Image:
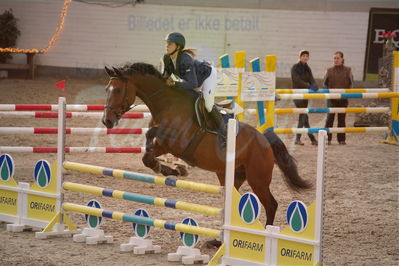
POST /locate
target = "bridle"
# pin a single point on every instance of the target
(125, 106)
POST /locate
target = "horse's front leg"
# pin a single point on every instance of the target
(149, 159)
(152, 150)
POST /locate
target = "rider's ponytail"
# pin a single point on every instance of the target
(191, 51)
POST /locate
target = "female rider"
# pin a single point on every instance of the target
(192, 74)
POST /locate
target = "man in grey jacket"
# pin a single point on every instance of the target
(302, 78)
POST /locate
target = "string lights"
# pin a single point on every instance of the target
(53, 39)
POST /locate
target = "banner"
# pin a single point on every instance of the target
(381, 20)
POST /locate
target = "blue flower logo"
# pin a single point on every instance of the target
(189, 240)
(141, 230)
(6, 167)
(93, 221)
(42, 173)
(297, 216)
(248, 208)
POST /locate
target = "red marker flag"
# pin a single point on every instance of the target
(60, 85)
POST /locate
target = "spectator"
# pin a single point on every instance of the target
(338, 76)
(302, 77)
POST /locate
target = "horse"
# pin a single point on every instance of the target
(175, 130)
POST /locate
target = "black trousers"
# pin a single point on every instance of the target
(303, 120)
(341, 117)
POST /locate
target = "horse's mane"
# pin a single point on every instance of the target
(140, 68)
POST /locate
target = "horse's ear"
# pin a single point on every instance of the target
(109, 72)
(117, 72)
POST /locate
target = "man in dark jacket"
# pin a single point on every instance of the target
(338, 76)
(302, 78)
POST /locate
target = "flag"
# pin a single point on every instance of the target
(60, 85)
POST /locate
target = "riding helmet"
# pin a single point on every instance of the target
(177, 38)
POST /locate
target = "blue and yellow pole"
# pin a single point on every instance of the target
(271, 66)
(239, 62)
(117, 194)
(159, 180)
(142, 220)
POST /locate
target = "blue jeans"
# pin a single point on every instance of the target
(303, 120)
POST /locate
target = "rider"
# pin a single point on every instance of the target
(192, 74)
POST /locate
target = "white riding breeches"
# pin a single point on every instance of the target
(208, 89)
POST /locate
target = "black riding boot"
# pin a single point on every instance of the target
(221, 126)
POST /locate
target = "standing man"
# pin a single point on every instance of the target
(338, 76)
(302, 78)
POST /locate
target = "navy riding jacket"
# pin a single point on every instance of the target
(191, 71)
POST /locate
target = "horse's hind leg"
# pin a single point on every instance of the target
(259, 178)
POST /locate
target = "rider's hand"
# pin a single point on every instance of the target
(170, 82)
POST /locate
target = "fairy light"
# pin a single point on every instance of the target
(51, 42)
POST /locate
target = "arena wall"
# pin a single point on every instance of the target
(96, 35)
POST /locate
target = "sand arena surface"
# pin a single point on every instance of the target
(361, 221)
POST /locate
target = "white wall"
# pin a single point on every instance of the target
(94, 35)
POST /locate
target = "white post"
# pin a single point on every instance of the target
(321, 170)
(229, 178)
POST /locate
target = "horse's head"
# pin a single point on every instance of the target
(120, 97)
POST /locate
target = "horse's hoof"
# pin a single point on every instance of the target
(213, 243)
(157, 168)
(182, 170)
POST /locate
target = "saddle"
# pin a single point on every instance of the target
(214, 122)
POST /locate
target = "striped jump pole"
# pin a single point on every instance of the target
(69, 107)
(335, 90)
(174, 204)
(124, 217)
(331, 110)
(297, 96)
(326, 110)
(73, 131)
(158, 180)
(11, 149)
(330, 130)
(70, 114)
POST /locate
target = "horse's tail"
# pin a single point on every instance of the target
(286, 162)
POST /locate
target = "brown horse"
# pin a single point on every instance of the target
(175, 129)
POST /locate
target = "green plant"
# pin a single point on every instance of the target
(8, 33)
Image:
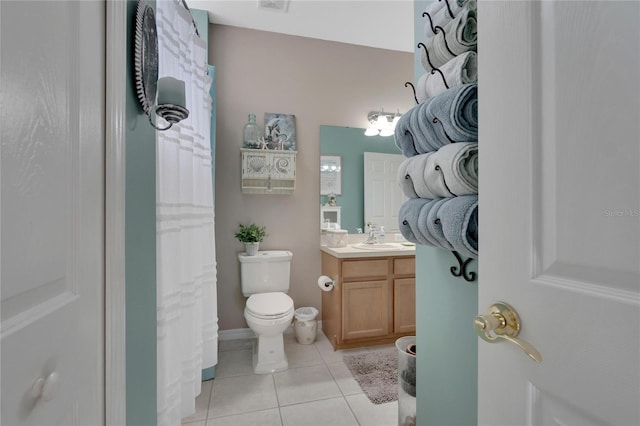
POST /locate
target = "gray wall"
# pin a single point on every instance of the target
(320, 82)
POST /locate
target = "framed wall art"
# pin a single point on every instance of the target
(280, 131)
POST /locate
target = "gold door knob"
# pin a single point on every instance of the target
(501, 323)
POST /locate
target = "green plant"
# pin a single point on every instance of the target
(251, 233)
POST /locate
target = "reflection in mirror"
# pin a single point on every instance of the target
(350, 144)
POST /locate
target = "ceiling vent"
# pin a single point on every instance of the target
(274, 5)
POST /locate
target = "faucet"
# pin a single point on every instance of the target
(372, 238)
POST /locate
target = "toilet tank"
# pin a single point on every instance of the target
(267, 271)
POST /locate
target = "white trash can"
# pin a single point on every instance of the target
(305, 325)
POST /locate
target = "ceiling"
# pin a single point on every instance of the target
(385, 24)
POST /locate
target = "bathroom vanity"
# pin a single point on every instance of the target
(373, 299)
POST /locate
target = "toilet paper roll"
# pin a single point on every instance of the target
(325, 283)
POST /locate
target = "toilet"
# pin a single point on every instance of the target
(268, 311)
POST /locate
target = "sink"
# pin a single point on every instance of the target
(379, 246)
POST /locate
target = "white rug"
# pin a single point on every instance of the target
(377, 374)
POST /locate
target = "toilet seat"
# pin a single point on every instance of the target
(269, 306)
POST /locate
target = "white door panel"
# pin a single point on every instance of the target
(52, 218)
(560, 209)
(382, 193)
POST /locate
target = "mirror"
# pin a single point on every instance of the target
(350, 144)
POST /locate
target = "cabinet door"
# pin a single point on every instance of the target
(255, 164)
(404, 305)
(283, 165)
(365, 309)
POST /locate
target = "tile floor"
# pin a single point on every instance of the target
(316, 390)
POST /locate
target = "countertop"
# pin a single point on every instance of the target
(351, 251)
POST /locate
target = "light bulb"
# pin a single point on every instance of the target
(371, 131)
(382, 121)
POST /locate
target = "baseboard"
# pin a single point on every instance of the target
(246, 333)
(235, 333)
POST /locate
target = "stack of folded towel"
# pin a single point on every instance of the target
(452, 116)
(452, 48)
(440, 16)
(439, 138)
(463, 69)
(448, 172)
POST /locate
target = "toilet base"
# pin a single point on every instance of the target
(268, 355)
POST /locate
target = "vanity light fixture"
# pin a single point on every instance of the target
(382, 123)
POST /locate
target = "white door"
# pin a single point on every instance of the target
(559, 107)
(382, 193)
(52, 212)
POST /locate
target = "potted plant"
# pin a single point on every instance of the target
(251, 235)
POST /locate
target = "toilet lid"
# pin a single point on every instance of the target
(269, 304)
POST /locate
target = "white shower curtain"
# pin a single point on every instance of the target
(186, 268)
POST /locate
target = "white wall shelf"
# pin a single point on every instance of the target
(268, 171)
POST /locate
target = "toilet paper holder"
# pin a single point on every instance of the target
(326, 283)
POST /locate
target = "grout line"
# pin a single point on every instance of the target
(275, 388)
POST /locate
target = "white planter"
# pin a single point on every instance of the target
(251, 248)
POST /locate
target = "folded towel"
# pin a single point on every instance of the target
(460, 35)
(418, 177)
(459, 219)
(426, 214)
(452, 116)
(449, 223)
(458, 164)
(462, 69)
(408, 220)
(440, 15)
(435, 225)
(448, 172)
(405, 134)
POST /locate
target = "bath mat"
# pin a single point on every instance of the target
(377, 374)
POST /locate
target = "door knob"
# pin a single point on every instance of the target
(46, 388)
(501, 323)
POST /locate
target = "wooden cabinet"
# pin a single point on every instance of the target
(373, 301)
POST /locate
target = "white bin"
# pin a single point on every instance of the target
(305, 325)
(406, 347)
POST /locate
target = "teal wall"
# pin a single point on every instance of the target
(351, 143)
(447, 356)
(140, 247)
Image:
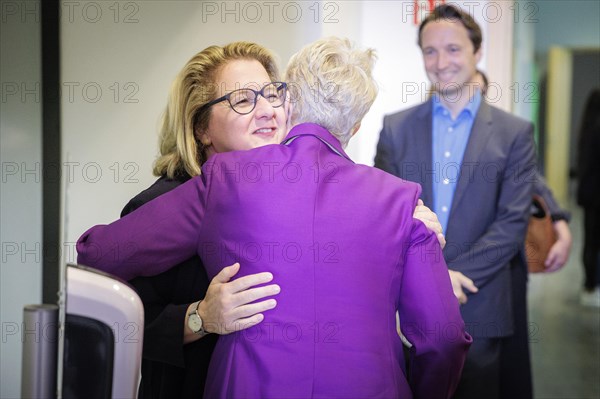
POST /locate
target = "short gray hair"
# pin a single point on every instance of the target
(331, 84)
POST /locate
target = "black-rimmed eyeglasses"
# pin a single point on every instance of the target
(243, 101)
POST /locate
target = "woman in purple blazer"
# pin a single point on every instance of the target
(339, 239)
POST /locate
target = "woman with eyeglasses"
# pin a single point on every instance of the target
(247, 112)
(176, 352)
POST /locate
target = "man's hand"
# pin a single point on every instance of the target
(559, 252)
(425, 215)
(460, 281)
(230, 305)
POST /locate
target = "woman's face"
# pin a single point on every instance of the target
(229, 131)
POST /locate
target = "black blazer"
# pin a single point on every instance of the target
(170, 369)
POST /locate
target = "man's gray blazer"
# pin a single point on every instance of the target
(489, 213)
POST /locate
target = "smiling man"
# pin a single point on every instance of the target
(476, 166)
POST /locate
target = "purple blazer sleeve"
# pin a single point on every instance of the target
(430, 319)
(154, 238)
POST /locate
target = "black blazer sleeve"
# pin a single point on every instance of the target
(167, 296)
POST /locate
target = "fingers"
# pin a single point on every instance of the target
(249, 310)
(460, 281)
(254, 294)
(243, 283)
(442, 239)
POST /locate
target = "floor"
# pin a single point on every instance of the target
(564, 336)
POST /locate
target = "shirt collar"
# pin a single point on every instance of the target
(471, 108)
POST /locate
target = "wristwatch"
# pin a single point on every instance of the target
(195, 321)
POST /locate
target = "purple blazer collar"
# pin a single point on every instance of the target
(318, 131)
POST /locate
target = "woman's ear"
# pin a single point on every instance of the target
(355, 129)
(204, 138)
(289, 108)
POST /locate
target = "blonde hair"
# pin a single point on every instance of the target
(331, 84)
(181, 151)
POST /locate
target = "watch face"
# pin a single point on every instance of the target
(195, 323)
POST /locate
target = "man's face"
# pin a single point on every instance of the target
(449, 57)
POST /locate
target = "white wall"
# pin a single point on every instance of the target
(21, 184)
(110, 142)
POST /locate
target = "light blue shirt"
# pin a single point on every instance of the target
(450, 137)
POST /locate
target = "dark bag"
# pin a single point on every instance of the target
(540, 235)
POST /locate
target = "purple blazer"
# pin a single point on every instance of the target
(341, 242)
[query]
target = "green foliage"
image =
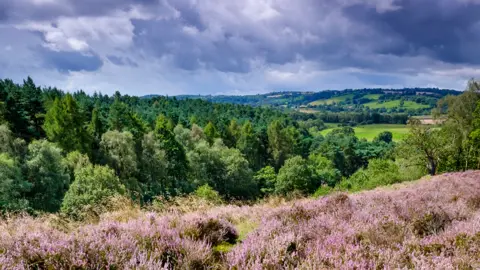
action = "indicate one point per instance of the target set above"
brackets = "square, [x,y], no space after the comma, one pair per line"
[12,185]
[385,136]
[208,193]
[281,143]
[119,151]
[154,178]
[323,170]
[266,178]
[423,145]
[340,146]
[295,175]
[93,187]
[64,124]
[379,173]
[48,175]
[323,191]
[14,147]
[248,143]
[211,132]
[177,167]
[223,168]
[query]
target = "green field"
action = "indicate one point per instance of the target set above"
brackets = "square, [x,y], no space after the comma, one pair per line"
[373,96]
[369,132]
[331,100]
[395,104]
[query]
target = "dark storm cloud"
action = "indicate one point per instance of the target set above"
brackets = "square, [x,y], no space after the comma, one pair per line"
[19,10]
[445,30]
[285,42]
[121,61]
[70,61]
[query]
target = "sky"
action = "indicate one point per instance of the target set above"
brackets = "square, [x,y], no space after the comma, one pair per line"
[176,47]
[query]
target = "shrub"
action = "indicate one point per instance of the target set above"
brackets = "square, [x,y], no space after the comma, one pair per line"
[379,173]
[430,223]
[212,230]
[322,191]
[209,194]
[92,189]
[295,175]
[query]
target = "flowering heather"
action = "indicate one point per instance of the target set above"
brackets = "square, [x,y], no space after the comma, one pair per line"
[430,224]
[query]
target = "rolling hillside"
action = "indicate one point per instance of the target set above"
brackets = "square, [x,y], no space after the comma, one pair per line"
[415,101]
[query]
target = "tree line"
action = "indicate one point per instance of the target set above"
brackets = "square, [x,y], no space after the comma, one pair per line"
[68,152]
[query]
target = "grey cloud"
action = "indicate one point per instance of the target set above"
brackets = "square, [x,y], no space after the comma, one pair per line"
[122,61]
[70,61]
[445,30]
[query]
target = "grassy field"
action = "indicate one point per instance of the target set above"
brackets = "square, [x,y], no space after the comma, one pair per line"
[369,132]
[395,104]
[373,96]
[331,100]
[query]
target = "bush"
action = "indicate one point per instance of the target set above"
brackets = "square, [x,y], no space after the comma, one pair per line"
[209,194]
[295,175]
[431,223]
[213,231]
[378,173]
[92,189]
[323,191]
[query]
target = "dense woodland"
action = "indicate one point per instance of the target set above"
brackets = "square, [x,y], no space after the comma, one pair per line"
[69,152]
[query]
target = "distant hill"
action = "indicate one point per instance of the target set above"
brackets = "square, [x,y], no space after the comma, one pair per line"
[412,100]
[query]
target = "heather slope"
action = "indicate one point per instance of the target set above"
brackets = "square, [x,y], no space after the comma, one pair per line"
[431,223]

■ **WORK REQUEST**:
Scan the material for "purple" and copy the lines that hold it.

■ **THE ANSWER**:
target = "woman in purple blazer"
target = "purple blazer sleeve"
target = "purple blazer collar"
target = "purple blazer"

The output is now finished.